WHAT IS EXPECTED: Take the line containing "Exercise. Point to every instance of the car windshield" and all lines after it to the end of the records, and output them exactly.

Records:
================================

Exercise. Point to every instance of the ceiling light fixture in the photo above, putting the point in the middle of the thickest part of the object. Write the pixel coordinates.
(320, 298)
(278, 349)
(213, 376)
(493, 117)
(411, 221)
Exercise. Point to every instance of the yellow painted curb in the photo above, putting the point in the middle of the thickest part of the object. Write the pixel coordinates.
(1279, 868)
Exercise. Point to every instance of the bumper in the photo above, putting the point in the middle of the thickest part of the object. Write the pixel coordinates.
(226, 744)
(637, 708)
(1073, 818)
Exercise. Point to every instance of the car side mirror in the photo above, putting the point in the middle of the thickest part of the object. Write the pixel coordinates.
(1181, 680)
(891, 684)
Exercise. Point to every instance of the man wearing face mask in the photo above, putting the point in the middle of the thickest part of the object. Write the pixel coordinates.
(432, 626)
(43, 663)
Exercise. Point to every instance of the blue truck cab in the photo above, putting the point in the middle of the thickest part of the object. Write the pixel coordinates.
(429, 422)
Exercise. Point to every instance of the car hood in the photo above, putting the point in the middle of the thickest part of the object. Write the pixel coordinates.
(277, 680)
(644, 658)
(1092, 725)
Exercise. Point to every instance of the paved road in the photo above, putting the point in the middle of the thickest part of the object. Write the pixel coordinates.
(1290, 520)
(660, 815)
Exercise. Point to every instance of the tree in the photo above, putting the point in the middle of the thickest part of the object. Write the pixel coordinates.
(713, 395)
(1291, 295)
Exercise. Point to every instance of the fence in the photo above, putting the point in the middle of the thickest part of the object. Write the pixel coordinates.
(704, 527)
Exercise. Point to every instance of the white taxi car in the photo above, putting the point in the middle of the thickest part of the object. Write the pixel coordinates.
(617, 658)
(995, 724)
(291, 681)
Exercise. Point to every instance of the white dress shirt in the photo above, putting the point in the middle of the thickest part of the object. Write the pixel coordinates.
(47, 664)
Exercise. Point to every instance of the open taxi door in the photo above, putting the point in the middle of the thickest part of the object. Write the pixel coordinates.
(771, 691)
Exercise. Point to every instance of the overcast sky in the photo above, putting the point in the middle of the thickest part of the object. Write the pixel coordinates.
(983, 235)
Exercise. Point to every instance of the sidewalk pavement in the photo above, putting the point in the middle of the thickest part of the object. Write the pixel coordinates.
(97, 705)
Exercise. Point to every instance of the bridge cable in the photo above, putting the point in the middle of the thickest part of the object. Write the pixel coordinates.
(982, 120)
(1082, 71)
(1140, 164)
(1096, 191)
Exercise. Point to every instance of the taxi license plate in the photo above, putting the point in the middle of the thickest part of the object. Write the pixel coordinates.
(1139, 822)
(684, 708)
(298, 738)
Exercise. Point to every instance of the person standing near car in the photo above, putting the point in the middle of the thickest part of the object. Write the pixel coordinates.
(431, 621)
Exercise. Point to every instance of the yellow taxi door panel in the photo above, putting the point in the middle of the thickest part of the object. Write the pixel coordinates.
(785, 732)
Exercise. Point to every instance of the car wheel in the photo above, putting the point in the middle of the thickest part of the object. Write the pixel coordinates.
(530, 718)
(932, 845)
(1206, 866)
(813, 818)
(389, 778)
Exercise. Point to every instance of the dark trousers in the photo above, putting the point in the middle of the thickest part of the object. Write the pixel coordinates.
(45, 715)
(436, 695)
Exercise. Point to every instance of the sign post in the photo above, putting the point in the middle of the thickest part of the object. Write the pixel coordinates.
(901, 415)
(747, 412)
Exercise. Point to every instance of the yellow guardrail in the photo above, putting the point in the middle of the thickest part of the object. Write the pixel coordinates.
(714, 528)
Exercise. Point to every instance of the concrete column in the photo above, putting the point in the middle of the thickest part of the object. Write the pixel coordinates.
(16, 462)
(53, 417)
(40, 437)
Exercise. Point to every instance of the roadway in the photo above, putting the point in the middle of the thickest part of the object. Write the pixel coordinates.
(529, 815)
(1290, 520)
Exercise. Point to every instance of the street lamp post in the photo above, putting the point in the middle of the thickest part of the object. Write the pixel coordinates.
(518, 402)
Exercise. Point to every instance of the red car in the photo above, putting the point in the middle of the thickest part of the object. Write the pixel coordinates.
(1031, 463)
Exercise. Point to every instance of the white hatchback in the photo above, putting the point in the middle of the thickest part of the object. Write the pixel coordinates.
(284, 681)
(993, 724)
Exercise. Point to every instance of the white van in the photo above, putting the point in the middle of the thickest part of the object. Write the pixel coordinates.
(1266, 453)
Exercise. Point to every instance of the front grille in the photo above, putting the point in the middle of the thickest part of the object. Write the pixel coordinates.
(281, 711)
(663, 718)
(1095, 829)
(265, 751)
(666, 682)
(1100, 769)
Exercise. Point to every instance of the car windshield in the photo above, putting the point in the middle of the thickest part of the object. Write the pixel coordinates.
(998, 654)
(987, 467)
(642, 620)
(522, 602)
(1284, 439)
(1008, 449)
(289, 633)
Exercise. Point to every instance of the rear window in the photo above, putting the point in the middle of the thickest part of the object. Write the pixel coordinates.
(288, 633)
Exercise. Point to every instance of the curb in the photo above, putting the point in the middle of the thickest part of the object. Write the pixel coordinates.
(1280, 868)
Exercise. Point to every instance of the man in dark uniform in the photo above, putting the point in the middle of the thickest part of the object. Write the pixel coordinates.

================================

WORKED ANSWER:
Exercise. Point to every instance of the car windshield in the photo above, putting the point in the middle of the thickest part of the object. Write the pixel coordinates.
(998, 654)
(987, 467)
(642, 620)
(522, 602)
(1284, 439)
(1008, 449)
(289, 633)
Exercise. Point to every instance of the rear window in the photo above, putting the point in the middle of the thickest part of the object. Write the pixel coordinates.
(288, 633)
Exercise. Point to every instance of the curb in the photo above, putting the point in the middle of the thickest part of the object. Write the pixel coordinates.
(1280, 868)
Exercise. Point to every instance of the man in dark uniform in the photo above, putting the point in the middle of the thickest part of the object. Write the pixel coordinates.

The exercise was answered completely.